Dira-t-on que les termes de ces différentes définitions se repoussent les uns les autres; que la foi, qui est essentiellement aveugle, exclut l'intelligence, et que la révélation, qui n'a pour but que de captiver l'esprit, ne saurait être l'objet d'une science? Ce serait montrer qu'on ne comprend ni la nature de la foi, ni celle de l'esprit humain, auquel la révélation s'adresse, ni les desseins de Dieu, qui fournit à sa créature raisonnable ce flambeau bienfaisant pour la conduire à sa fin.

C'est en effet se faire une étrange idée de la sagesse de Dieu que supposer que, lorsqu'il juge à propos de révéler certaines vérités à une créature qu'il a douée de raison, il veut que cette créature répète machinalement et sans la comprendre l'affirmation divine. Une pareille adhésion, dénuée de toute intelligence, ne serait plus un acte humain;

ce ne serait plus par conséquent un acte de vertu; et la vérité ainsi acceptée ne serait plus reconnue comme vérité.

Dieu veut sans doute, et il en a bien le droit, que, lorsqu'il parle, sa parole soit reçue avec une soumission absolue, que la raison créée s'abaisse devant sa raison souveraine, et donne à ses affirmations, même les plus obscures, une adhésion exempte de tout doute volontaire. Mais c'est à l'intelligence et non aux lèvres, ou même simplement à la volonté, qu'il demande cette adhésion. La foi n'est donc pas tellement aveugle qu'elle ne soit souverainement raisonnable. Elle est aveugle en ce sens qu'elle affirme la connexion de deux idées, non en vertu de l'évidence qu'elle a de leur rapport mais en vertu de l'autorité de Dieu, qui l'affirme le premier; mais elle est intelligente et raisonnable en ce sens qu'elle perçoit tout à la fois et les idées qui sont comme la matière de son affirmation, et le motif souverainement légitime d'affirmer la connexion de ces idées, à savoir l'autorité infaillible de Dieu.

#### [Matériel fourni]

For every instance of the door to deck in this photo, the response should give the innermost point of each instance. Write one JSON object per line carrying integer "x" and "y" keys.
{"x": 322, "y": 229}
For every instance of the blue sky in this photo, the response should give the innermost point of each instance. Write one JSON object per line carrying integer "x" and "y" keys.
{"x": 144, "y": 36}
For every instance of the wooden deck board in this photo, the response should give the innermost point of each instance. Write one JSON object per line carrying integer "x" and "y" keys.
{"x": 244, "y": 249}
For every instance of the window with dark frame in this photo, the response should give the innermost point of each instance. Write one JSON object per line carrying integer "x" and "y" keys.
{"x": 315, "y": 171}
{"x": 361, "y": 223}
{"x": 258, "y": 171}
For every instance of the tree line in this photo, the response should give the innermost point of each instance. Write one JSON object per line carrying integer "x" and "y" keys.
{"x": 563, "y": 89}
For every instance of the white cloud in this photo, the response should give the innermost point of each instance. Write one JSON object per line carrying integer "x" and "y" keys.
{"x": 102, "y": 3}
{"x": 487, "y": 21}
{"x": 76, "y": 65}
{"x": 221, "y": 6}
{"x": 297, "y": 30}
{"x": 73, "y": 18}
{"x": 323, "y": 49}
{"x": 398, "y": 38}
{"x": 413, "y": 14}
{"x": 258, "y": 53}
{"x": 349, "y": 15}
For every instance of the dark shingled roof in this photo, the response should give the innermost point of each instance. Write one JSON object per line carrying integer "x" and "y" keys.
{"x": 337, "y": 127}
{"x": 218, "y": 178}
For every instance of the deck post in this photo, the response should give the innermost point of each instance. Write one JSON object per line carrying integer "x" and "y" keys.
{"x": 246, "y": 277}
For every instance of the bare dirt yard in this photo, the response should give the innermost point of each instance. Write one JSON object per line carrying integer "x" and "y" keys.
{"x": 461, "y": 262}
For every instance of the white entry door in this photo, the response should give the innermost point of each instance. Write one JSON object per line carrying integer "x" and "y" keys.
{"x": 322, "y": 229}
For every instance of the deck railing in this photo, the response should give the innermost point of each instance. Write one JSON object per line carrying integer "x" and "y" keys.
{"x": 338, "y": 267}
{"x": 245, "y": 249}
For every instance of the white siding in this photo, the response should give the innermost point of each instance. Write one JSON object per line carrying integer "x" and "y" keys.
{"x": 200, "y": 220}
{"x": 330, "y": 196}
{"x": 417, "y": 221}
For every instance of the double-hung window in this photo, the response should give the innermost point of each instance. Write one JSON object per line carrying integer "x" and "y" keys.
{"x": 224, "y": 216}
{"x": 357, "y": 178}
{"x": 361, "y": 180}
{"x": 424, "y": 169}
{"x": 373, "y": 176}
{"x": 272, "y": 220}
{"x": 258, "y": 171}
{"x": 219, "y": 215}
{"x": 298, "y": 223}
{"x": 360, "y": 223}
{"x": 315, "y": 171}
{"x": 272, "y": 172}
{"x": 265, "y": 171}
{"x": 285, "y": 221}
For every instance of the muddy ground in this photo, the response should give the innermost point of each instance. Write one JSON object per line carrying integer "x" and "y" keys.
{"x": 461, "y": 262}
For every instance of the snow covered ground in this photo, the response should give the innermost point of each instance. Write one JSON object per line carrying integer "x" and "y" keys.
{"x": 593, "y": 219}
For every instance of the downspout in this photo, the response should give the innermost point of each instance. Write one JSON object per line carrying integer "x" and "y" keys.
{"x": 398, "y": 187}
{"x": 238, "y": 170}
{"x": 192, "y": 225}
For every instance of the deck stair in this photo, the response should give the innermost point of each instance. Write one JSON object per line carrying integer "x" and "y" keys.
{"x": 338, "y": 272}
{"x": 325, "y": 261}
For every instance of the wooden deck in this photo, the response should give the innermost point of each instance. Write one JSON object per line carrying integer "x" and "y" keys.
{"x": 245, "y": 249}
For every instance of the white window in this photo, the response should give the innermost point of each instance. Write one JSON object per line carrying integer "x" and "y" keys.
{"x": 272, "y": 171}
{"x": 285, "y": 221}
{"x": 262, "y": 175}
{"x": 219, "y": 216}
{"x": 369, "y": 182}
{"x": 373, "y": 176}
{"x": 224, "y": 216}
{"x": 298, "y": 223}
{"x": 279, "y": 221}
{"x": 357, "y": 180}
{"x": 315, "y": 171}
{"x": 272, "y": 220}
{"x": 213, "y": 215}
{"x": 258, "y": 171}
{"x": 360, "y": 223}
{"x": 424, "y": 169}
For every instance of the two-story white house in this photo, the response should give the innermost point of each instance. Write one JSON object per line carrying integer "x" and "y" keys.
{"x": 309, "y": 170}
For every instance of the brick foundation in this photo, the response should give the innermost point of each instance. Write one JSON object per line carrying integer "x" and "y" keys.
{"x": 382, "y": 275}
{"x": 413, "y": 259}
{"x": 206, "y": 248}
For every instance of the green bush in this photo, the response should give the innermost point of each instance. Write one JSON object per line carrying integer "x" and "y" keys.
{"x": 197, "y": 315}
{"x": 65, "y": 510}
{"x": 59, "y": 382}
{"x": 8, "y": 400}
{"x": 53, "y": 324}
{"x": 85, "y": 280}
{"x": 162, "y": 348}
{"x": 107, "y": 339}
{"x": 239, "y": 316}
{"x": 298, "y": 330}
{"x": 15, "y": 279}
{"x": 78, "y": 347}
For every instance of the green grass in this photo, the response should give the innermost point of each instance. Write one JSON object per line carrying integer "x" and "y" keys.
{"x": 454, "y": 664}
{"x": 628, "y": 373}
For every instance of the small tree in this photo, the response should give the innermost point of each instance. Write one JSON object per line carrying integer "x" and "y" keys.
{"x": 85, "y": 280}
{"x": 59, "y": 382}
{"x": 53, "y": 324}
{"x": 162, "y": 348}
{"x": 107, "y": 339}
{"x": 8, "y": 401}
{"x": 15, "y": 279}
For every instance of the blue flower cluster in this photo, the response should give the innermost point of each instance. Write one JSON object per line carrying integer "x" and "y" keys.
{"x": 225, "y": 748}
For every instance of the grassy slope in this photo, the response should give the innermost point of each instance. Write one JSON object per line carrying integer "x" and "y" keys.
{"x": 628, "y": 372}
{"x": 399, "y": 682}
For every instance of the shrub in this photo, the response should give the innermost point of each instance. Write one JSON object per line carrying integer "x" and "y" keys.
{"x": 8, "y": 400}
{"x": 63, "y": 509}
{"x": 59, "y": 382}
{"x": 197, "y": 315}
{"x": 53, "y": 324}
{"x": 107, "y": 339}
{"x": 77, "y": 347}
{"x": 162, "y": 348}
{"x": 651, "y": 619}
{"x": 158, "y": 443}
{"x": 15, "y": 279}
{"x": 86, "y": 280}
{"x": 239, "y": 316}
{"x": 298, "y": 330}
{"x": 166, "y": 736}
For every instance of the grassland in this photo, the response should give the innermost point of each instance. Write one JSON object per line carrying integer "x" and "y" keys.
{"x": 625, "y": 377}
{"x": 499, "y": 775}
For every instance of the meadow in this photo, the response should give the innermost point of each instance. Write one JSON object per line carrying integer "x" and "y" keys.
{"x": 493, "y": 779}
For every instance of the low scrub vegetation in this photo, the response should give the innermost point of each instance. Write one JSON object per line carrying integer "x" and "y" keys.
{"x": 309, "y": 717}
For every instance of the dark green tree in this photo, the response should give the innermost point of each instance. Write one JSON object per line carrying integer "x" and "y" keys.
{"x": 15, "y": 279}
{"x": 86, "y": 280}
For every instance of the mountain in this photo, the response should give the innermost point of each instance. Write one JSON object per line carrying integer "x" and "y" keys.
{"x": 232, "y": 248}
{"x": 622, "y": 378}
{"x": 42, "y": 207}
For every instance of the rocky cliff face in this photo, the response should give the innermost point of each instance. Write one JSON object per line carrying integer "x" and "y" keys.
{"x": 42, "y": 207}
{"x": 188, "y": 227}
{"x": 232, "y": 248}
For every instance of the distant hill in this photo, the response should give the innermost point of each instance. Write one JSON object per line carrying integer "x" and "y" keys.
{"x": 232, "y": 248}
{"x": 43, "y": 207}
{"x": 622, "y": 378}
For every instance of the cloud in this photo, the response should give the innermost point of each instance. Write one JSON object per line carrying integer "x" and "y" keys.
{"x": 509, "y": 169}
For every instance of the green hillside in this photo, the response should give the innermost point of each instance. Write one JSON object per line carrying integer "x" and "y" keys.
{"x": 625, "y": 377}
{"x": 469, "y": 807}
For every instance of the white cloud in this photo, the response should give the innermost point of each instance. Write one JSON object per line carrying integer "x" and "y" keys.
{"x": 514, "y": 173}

#### [Consigne]
Répondez à ces questions d'après l'extrait sur la foi et la raison.
(a) Selon l'extrait, qu'est-ce qu'une adhésion dénuée de toute intelligence ne serait plus ?
(b) À quoi Dieu demande-t-il l'adhésion, plutôt qu'aux lèvres ou simplement à la volonté ?
(c) En vertu de quoi la foi affirme-t-elle la connexion de deux idées ?
Appuyez-vous uniquement sur l'extrait pour répondre.

#### [Réponse attendue]
(a) Elle ne serait plus un acte humain, ni par conséquent un acte de vertu.
(b) Il la demande à l'intelligence.
(c) Elle l'affirme en vertu de l'autorité de Dieu, qui l'affirme le premier, et non en vertu de l'évidence qu'elle a de leur rapport.